Reading text:
------

Member of Parliament for Halesowen
- Incumbent
- Assumed office 4 July 2024
- Preceded by: Constituency established
- Majority: 4,364 (11.3%)

Personal details
- Born: Alexander Robert Ballinger
- Party: Labour

Military service
- Allegiance: United Kingdom
- Branch/service: Royal Marines
- Years of service: 2005–2013
- Rank: Captain
- Unit: Royal Marines

= Alex Ballinger =

British politician

Alexander Robert Ballinger is a British Labour politician and former Royal Marine who has been the Member of Parliament for Halesowen since 2024. He gained the seat from James Morris, a Conservative.

== Career ==
Ballinger studied aerospace engineering at the University of Manchester before joining the Royal Marines in 2005, later reaching the rank of captain. He served on operations in Afghanistan, including deployments in 2006 and 2009, and has referred to a family tradition of military service and his deployment alongside his brother.

After leaving the armed forces, Ballinger joined the Department for International Development (DFID) and led humanitarian and refugee operations during the Syrian civil war, before moving to the Foreign, Commonwealth & Development Office (FCDO), working on Pakistan’s Federally Administered Tribal Areas and later heading the UK’s mission in Lahore. During the 2021 Afghanistan evacuation, he led a team assisting evacuations across the border into Pakistan.

From 2023 to 2024, Ballinger ran a small mental health charity based in Birmingham and the Black Country.

== Parliamentary career ==
Ballinger was elected on 4 July 2024 with 38.9% of the vote.

He was subsequently appointed a member of the Foreign Affairs Committee  and has used both committee and chamber proceedings to press ministers on Gaza and humanitarian access to it. In September 2025, it was reported that Ballinger told a Labour conference fringe meeting he believed Israel’s actions in Gaza “meet the conditions” for genocide.

Ballinger has been active on defence and service life issues.  He serves as chair of the All-Party Parliamentary Group for the Armed Forces  and was appointed to the Select Committee on the Armed Forces Bill.

Ballinger is co-chair of the All-Party Parliamentary Group for Gambling Reform, and was a leading voice calling for increasing taxation on online gambling companies, in order to fund the lifting of the two-child benefit cap.

On 11 May 2026, he called on Keir Starmer to resign following the 2026 local elections.

=== Constituency-linked issues ===
Ballinger has raised constituency-linked issues in Parliament, including leading a Commons debate on knife crime in the West Midlands. He has also campaigned for greater road safety in his constituency.

In January 2026, he secured a Westminster Hall debate on the UK Town of Culture initiative; with multiple MPs referencing his “passionate pitch” for his area.

------

Provided data:
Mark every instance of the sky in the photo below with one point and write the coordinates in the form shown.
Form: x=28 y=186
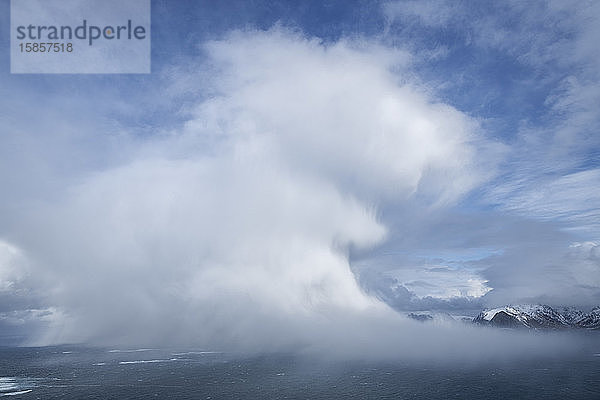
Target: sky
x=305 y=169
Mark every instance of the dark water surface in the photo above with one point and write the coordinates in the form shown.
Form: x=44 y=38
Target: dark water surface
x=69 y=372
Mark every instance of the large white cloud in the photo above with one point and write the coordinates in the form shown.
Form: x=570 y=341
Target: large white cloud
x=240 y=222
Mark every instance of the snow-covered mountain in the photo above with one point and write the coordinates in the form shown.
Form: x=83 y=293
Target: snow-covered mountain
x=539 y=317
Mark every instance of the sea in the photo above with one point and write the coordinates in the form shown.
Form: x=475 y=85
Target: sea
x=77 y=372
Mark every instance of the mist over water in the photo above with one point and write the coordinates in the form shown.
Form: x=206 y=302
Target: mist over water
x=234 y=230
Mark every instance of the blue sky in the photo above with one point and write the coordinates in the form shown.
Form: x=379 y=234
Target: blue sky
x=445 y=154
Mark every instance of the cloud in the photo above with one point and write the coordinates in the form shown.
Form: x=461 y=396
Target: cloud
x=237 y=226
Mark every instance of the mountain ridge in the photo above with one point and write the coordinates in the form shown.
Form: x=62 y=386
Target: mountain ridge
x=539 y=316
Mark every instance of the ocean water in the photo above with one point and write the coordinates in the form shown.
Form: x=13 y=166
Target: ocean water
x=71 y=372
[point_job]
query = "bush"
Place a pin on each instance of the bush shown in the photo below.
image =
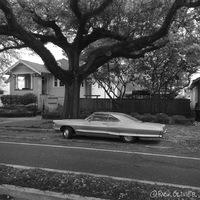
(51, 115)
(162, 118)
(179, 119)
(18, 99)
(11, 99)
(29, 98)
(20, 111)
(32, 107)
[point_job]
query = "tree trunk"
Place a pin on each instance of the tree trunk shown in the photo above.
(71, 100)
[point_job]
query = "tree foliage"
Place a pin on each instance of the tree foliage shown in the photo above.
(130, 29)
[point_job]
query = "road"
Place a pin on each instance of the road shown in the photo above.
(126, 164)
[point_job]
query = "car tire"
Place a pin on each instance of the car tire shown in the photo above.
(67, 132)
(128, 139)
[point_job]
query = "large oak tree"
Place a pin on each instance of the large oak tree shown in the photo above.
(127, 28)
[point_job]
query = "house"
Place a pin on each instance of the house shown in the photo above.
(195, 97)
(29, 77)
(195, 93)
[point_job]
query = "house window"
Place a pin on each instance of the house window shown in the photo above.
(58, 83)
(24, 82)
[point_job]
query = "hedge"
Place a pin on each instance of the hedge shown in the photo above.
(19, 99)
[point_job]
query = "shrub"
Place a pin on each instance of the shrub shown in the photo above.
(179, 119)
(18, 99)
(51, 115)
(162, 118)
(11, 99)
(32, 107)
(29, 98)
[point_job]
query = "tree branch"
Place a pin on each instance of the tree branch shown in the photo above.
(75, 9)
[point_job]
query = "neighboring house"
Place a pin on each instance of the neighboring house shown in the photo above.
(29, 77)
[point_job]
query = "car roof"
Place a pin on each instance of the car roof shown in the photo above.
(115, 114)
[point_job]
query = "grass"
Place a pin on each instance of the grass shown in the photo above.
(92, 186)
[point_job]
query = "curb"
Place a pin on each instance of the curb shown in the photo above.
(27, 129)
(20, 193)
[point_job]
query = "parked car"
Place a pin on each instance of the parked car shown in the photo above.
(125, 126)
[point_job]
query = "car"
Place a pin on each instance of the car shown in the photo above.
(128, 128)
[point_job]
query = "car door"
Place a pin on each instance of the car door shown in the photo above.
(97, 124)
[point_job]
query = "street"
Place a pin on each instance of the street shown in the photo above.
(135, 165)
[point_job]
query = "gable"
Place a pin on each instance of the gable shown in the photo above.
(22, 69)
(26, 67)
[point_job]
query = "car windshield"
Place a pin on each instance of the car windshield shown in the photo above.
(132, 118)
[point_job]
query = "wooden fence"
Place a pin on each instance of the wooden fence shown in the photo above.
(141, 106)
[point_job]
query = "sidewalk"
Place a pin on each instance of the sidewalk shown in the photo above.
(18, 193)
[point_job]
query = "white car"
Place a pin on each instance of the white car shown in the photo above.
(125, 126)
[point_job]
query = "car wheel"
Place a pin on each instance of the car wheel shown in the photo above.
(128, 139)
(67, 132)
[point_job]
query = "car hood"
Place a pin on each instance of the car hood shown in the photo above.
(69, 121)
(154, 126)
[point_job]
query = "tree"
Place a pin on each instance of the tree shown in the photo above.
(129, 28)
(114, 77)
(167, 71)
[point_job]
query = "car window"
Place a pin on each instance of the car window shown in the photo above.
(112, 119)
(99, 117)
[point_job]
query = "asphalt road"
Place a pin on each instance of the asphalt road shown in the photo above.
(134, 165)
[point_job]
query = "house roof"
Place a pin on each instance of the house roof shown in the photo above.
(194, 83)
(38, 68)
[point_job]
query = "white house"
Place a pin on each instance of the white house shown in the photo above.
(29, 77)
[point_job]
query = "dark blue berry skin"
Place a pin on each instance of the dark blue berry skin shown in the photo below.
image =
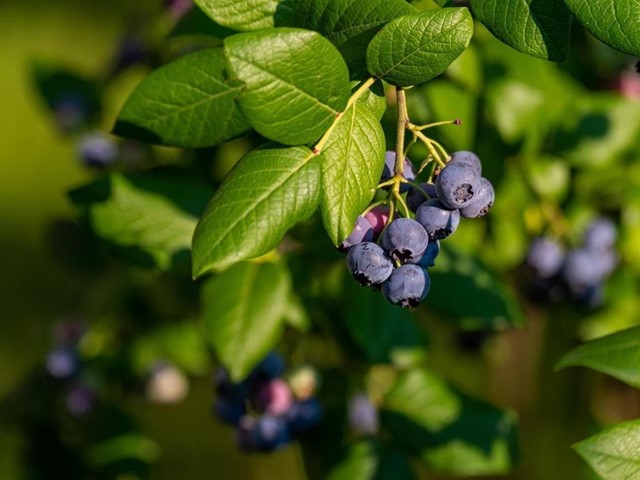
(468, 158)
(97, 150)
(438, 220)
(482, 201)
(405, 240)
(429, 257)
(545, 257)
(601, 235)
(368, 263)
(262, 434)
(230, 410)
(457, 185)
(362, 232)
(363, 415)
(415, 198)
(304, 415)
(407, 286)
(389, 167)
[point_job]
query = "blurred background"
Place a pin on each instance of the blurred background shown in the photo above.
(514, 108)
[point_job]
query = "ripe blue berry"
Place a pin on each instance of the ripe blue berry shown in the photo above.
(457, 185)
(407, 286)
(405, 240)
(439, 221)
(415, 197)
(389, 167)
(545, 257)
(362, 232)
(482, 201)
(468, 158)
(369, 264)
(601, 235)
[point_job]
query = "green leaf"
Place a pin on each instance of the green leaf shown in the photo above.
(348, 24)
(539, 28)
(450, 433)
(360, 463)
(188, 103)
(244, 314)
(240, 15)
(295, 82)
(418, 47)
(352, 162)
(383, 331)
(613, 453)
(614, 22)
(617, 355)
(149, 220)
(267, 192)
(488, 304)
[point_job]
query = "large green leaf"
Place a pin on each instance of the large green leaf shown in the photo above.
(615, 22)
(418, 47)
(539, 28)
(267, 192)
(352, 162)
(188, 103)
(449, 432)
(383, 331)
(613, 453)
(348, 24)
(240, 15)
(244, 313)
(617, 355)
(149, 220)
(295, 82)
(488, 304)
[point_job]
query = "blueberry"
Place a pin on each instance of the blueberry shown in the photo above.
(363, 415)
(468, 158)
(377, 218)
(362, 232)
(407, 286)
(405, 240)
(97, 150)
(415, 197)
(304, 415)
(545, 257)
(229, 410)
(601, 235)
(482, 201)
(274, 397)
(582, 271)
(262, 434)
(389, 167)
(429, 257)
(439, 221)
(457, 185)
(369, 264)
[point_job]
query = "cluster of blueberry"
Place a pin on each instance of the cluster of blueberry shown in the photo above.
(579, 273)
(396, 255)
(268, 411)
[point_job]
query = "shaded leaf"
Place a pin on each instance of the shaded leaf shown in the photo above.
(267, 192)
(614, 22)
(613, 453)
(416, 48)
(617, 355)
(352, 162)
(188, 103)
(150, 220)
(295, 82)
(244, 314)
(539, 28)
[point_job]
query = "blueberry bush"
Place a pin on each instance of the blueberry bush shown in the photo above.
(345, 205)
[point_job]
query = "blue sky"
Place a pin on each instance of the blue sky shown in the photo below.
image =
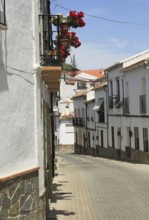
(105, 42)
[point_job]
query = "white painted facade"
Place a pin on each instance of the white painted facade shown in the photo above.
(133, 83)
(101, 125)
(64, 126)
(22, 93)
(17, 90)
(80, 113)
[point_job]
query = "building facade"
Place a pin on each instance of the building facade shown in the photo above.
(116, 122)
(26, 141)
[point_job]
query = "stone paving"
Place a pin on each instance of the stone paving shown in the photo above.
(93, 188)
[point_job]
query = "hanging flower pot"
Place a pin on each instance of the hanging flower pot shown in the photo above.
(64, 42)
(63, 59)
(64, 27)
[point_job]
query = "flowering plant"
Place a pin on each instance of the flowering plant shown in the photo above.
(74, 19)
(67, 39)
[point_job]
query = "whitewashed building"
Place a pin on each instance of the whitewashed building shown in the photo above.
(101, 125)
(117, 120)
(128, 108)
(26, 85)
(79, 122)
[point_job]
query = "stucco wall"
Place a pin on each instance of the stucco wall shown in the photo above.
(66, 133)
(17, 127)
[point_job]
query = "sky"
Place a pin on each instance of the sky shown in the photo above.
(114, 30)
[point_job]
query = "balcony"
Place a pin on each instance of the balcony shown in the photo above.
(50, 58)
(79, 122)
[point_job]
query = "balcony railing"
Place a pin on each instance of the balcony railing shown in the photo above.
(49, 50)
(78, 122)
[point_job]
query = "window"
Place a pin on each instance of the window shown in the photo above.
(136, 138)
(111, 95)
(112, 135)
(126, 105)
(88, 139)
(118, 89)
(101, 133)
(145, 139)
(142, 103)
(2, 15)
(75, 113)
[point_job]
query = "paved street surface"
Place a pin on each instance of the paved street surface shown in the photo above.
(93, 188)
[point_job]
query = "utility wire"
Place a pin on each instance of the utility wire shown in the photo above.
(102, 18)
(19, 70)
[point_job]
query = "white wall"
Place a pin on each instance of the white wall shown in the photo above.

------

Task requirements: Copy the Alex Ballinger text from "Alexander Robert Ballinger is" to "alongside his brother.", swapping "aerospace engineering" for "mechanical engineering". Nothing in the records is needed.

Output of the task:
Alexander Robert Ballinger is a British Labour politician and former Royal Marine who has been the Member of Parliament for Halesowen since 2024. He gained the seat from James Morris, a Conservative.

== Career ==
Ballinger studied mechanical engineering at the University of Manchester before joining the Royal Marines in 2005, later reaching the rank of captain. He served on operations in Afghanistan, including deployments in 2006 and 2009, and has referred to a family tradition of military service and his deployment alongside his brother.